### SELECTED EXTRACT
☆ ☆ ☆ ☆

1949- Actress Rita Hayworth married Arab playboy Prince Aly Khan. Prince Aly Khan

1961 – The first black light is sold

1969 – Construction on Walt Disney World Florida began.

1977-The Sex Pistols release their Punk hit God Save the Queen, the Fascist Regime, in time for the Queen’s Jubilee year. She preferred the Beatles’ All You Need is Love.

1977- The Fantastic Animation Festival opened in theaters. International shorts, Closed Mondays, Paul Driessens Cats Cradle, A Bob Abel Seven Up spot and a Max Fleischer Superman.


1995- Actor Christopher Reeve was left paralyzed from the neck down after falling from his horse in an equestrian event in Charlottesville, Va.  He became a spokesman for stem-cel research, but his effort in the US was frustrated by powerful religious lobbyists. Christopher Reeves died in 2004.

Thursday, May 25, 2017

Animation Fun Facts for May 25, 2017


Birthdays: Miles Davis, Ralph Waldo Emerson, Josef Broz Tito, Igor Sikorsky, Pontormo, Bennett Cerf, Claude Akins, Leslie Uggams, Bill Bojangles Robinson, Frank Oz (Richard Frank Oznowicz), Beverly Sills, Robert Ludlum, Anne Heche, Irwin Winkler, Mike Myers is 54, Ray Stevenson is 53, Ian McKellen is 78

1878- Gilbert & Sullivan’s HMS Pinafore premiered at the Savoy in London.

1911- Thomas Mann visited Venice Italy. On the Lido Beach he was inspired to write A Death in Venice.

1932-Mickey’s Revue, the first Disney cartoon that featured the character that would eventually be called Goofy.

1942- First day shooting on the film “ Casablanca”.


1946- Chuck Jones cartoon Hare Raising Hare, where Bugs meets a large shaggy monster named Gossamer “ Monsters are such inn…teresting people…”

☆ ☆ ☆ ☆

### SUPPLIED RECORDS
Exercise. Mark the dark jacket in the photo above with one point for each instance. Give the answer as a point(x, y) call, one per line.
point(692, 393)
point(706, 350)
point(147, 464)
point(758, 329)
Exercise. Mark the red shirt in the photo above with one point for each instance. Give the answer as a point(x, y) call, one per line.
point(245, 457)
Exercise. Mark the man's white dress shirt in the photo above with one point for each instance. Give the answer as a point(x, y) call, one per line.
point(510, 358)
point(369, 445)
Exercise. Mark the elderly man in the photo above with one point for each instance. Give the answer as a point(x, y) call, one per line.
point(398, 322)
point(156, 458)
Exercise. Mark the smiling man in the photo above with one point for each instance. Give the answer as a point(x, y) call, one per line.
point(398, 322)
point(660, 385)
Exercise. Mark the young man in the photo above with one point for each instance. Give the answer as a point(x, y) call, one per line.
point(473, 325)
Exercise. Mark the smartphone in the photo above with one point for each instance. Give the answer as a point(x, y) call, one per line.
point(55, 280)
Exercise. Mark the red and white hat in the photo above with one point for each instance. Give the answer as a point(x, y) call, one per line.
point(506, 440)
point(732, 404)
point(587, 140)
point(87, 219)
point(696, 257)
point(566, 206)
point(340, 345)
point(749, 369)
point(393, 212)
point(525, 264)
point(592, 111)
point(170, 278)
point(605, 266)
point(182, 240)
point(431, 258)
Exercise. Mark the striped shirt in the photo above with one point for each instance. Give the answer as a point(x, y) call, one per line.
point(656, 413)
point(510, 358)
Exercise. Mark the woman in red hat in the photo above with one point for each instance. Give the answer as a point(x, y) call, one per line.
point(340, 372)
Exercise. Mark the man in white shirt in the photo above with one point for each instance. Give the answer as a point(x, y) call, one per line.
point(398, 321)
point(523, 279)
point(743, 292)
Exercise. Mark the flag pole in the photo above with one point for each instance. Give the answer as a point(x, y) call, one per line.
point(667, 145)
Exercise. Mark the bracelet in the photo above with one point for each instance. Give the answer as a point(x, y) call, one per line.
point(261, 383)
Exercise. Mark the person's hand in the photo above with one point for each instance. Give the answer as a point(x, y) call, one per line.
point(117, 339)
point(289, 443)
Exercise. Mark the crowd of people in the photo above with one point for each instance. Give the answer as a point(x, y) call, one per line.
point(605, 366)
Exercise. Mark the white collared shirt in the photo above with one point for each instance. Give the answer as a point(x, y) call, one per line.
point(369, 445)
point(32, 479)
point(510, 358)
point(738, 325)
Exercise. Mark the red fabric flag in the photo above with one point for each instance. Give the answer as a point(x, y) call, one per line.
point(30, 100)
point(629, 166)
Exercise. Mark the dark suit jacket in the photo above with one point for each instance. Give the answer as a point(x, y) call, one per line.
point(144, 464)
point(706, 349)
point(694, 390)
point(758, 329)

☆ ☆ ☆ ☆

### EXERCISE TASKS
• A. Summarize the animation fun facts in three sentences.
• B. Extend the animation fun facts past their final entry, keeping the same year-dash-event format.

### LIST OF ANSWERS
• A. The animation fun facts open with dated events such as the 1961 sale of the first black light, the 1969 start of construction on Walt Disney World Florida, and the 1977 opening of the Fantastic Animation Festival in theaters. An entry for May 25, 2017 then lists birthdays including Miles Davis, Frank Oz, Mike Myers and Ian McKellen. It goes on through events such as the 1878 premiere of HMS Pinafore at the Savoy in London, the 1932 Disney cartoon Mickey's Revue featuring the character later called Goofy, the first day of shooting on "Casablanca" in 1942, and the 1946 Chuck Jones cartoon Hare Raising Hare, where Bugs meets a monster named Gossamer.

• B.
1957- Sid Caesar's Your Show of Show's canceled after nearly a decade. The show used future star writers like Mel Brooks, Carl Reiner, Woody Allen and Neil Simon.  They pioneered the executive strategy of network programmer Pat Weaver to not let the show be owned by an entire sponsor, but the network would produce the show and would sell the sponsor commercial time in 30 second chunks. Pat Weaver’s daughter is Sigorney Weaver. Your Show of Shows was finally bested in the ratings by The Lawrence Welk Show.


1968- The Rolling Stones release the song Jumping Jack Flash.

1969- John Schlesinger’s film Midnight Cowboy premiered. The first X-rated film to ever win the Oscar for Best Film.

1977- The Hollywood premiere of George Lucas’ movie Star Wars. The movie opened on the 28th.

1979- Ridley Scott's sci-fi classic Alien opened. It featured the exotic designs of Hungarian artist Giger, and John Hurt with a classic case of chest pains!

1980- Evangelist Oral Roberts claimed he saw a 900-foot Jesus over his bed.

1983- Return of the Jedi opened. It was originally Revenge of the Jedi, but George Lucas changed the name just a month before.

1994- First International Conference on the World Wide Web. Tim Berners-Lee and CERN talked on how to implement and unify the new World Wide Web.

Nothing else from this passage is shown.